═══ Auswahl

# Dorschangeln Sassnitz



## warenandi (16. März 2014)

Moin alle.... #h
Will diesen Monat noch nach Rügen hoch.
Ein wenig auf Dorsch gehen. Ist schon Ewigkeiten her das letzte mal. Wie sehen denn die derzeitigen Fangquoten aus?#:
Lohnt es sich denn?

LG


----------



## N00blikE05 (16. März 2014)

*AW: Dorschangeln Sassnitz*

Hi!

Ich würde eher auf Lachs noch probieren als auf Dorsch. Meiner Meinung nach  

Gruß


----------



## onyx134 (16. März 2014)

*AW: Dorschangeln Sassnitz*

Hallo ,

wir waren mit der Jan Cux in Sassnitz und waren total entäuscht,

wenige kleine Dorsche und bereits um 15.00 Uhr wieder im Hafen.

Ich kann die nicht empfehlen.


mfg.


----------



## warenandi (16. März 2014)

*AW: Dorschangeln Sassnitz*

Um 15 Uhr schon wieder im Hafen???|kopfkrat
Im Internet preisen die doch an von 7-16Uhr.....
Und da heißt es jede menge Dorsche von 45-50cm....

@N00blikE05
Warum eher auf Lachs?


----------



## angelnrolfman (16. März 2014)

*AW: Dorschangeln Sassnitz*



warenandi schrieb:


> Um 15 Uhr schon wieder im Hafen???|kopfkrat
> Im Internet preisen die doch an von 7-16Uhr.....
> Und da heißt es jede menge Dorsche von 45-50cm....
> QUOTE]
> ...


----------



## warenandi (16. März 2014)

*AW: Dorschangeln Sassnitz*

Naja, Filter setzen..... Is bestimmt nicht verkehrt.
Aber wenn die bis 16Uhr anpreisen, dann sollte man schon nicht um 15Uhr zurück sein. Spricht nicht grade dafür.


----------



## Carptigers (16. März 2014)

══════
═══ Gespeicherte Datensätze

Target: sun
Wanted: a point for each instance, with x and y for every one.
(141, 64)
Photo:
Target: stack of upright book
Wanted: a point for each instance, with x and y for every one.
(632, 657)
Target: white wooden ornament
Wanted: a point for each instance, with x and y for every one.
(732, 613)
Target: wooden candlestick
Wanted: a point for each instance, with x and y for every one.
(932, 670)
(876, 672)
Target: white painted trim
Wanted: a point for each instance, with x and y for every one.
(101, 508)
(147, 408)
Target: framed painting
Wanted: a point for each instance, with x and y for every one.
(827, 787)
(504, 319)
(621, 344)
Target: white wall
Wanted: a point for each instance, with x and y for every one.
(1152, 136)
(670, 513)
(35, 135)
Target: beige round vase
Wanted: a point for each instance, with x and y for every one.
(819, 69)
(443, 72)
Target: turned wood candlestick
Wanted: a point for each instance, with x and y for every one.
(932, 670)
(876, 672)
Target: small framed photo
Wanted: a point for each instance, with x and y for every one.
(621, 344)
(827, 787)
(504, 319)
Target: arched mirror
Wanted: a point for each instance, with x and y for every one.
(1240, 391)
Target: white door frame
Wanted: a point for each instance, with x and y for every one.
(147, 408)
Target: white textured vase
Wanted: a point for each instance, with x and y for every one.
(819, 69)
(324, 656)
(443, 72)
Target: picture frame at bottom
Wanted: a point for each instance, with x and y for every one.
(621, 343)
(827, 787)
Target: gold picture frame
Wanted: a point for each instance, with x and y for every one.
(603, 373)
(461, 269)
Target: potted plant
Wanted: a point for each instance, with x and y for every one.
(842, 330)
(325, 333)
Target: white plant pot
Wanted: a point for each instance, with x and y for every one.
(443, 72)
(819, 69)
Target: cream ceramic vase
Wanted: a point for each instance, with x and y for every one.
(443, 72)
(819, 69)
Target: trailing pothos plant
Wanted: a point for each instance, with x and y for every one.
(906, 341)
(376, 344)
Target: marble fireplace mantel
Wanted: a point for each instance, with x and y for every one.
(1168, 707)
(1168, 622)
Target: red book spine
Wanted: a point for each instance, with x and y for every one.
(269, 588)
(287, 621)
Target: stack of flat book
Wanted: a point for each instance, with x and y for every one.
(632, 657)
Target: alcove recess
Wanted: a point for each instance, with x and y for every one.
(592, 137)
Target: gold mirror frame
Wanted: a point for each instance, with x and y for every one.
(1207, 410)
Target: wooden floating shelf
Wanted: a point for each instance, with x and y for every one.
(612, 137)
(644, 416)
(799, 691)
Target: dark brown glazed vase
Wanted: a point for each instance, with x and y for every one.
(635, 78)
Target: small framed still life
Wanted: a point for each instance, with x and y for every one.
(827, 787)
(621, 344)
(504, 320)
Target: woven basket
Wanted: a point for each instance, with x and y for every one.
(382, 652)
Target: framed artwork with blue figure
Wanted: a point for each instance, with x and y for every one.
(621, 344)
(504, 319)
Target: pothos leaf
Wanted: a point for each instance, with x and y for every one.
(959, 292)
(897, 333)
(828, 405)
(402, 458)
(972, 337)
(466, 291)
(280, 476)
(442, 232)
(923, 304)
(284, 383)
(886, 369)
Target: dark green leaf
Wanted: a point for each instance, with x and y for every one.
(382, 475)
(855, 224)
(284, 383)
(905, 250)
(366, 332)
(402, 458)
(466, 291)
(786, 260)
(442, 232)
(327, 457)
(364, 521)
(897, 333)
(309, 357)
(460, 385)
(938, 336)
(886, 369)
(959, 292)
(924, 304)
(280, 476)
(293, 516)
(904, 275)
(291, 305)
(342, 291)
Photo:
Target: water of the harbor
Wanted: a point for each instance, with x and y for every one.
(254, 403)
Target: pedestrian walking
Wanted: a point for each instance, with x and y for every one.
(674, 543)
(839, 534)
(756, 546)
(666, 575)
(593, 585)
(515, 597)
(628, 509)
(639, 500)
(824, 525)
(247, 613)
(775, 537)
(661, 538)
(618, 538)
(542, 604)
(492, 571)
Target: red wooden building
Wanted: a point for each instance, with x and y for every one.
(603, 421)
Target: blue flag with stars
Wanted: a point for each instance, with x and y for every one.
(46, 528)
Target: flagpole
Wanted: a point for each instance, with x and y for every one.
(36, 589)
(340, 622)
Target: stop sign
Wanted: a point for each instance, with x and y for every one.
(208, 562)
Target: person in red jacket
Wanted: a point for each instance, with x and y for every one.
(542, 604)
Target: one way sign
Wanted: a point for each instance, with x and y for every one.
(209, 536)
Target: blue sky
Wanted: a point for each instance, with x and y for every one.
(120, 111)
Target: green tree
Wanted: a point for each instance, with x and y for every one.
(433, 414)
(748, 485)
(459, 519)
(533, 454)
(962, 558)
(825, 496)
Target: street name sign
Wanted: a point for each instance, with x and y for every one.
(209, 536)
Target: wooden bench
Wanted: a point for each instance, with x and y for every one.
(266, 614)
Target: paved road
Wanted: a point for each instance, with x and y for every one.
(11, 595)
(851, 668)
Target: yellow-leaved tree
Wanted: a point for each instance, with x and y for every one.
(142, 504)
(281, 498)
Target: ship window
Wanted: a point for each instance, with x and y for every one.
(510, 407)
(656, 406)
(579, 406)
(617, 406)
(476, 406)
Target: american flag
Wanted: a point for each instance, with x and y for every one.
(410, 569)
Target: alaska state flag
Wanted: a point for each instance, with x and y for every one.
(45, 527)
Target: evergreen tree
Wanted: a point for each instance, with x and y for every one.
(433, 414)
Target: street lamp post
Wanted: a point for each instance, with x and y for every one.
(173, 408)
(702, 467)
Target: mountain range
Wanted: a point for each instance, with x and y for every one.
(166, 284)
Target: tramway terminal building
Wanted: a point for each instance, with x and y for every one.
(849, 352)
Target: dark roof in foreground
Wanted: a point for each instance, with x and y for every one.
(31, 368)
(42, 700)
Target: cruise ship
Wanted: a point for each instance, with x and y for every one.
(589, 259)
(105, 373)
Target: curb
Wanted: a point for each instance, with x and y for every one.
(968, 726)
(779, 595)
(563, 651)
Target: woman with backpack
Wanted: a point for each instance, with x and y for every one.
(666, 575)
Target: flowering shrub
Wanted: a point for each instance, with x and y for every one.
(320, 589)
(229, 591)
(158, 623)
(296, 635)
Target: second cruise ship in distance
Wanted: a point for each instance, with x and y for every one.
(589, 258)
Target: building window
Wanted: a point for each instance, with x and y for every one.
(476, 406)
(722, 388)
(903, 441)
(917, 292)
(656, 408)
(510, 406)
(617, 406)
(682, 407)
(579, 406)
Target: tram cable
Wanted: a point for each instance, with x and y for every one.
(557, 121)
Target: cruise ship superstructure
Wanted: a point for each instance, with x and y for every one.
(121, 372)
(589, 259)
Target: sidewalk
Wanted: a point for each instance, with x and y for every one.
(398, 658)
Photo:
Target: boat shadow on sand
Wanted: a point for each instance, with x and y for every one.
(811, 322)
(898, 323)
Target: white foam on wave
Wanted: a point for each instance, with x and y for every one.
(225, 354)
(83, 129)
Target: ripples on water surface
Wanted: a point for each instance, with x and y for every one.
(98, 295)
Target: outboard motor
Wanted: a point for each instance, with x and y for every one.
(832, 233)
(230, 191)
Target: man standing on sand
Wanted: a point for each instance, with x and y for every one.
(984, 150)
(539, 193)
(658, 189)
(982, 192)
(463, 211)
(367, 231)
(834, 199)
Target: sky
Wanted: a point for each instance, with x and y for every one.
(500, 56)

══════

Bitte vervollständigen —
a - Zähle alle verschiedenen Benutzernamen auf, die in den Beitragsüberschriften der Auswahl stehen.
b - Führe den Forumsthread zum Dorschangeln in Sassnitz weiter und schreibe dazu den Beitrag von Carptigers, dessen Überschrift am Ende steht.
Die Datensätze spielen hier keine Rolle.

Ergebnisse —
a - warenandi, N00blikE05, onyx134, angelnrolfman, Carptigers

b -
*AW: Dorschangeln Sassnitz*

Ich war das letzte Mal vor Sylvester dort. 
Die Fänge waren mehr als gut!!! 
März April sind die Besten Monate, um den Lachsen nachzustellen.

Guckst du

http://www.angler-ruegen.de/

http://www.angelwunder.de/

http://www.angeln-exklusiv.de/

http://www.bodden-angeln.de/


----------



## warenandi (16. März 2014)

*AW: Dorschangeln Sassnitz*

Das glaub ich dir...
Aber, Lachs ist nicht ganz so meins.
Dorsch geht doch eigentlich quasi das ganze Jahr recht gut. Oder irre ich mich da?


----------



## N00blikE05 (16. März 2014)

*AW: Dorschangeln Sassnitz*



warenandi schrieb:


> Um 15 Uhr schon wieder im Hafen???|kopfkrat
> Im Internet preisen die doch an von 7-16Uhr.....
> Und da heißt es jede menge Dorsche von 45-50cm....
> 
> ...



Rügen ist ja sehr bekannt für seine Lachse im Winter. Naja jetzt endet ja die Zeit langsam für Lachs und wenn man die Chance aufn 10 kg Lachs hat.... dann ist ein Fang von nem Lachs um einiges besser als viele mittelmäßige Dorsche


----------



## micha_2 (16. März 2014)

*AW: Dorschangeln Sassnitz*

die fische sind teils noch im tiefen und eher schwerer zu finden. sie kommen mit wärmeren wasser und den heringen aber wieder schnell zurück. auch im januar gab es noch richtig top fangquoten


----------



## warenandi (16. März 2014)

*AW: Dorschangeln Sassnitz*

Naja, das klingt doch schonmal gut...
Aber, der Dorsch ist doch selbst im Sommer eher in den tieferen Regionen.... Oder verwechsel ich da was????


----------



## Hohensinn (16. März 2014)

*AW: Dorschangeln Sassnitz*

So schnell endet die zeit für lachse noch nicht, bis ende april mitte mai geht schon noch was.


----------



## warenandi (16. März 2014)

*AW: Dorschangeln Sassnitz*

Naja, gegen einen Kapitalen Lachs hab ich bestimmt auch nichts....:m
Aber Dorsch schmeckt mir persönlich doch noch besser....:vik:


----------



## großdorsch 1 (16. März 2014)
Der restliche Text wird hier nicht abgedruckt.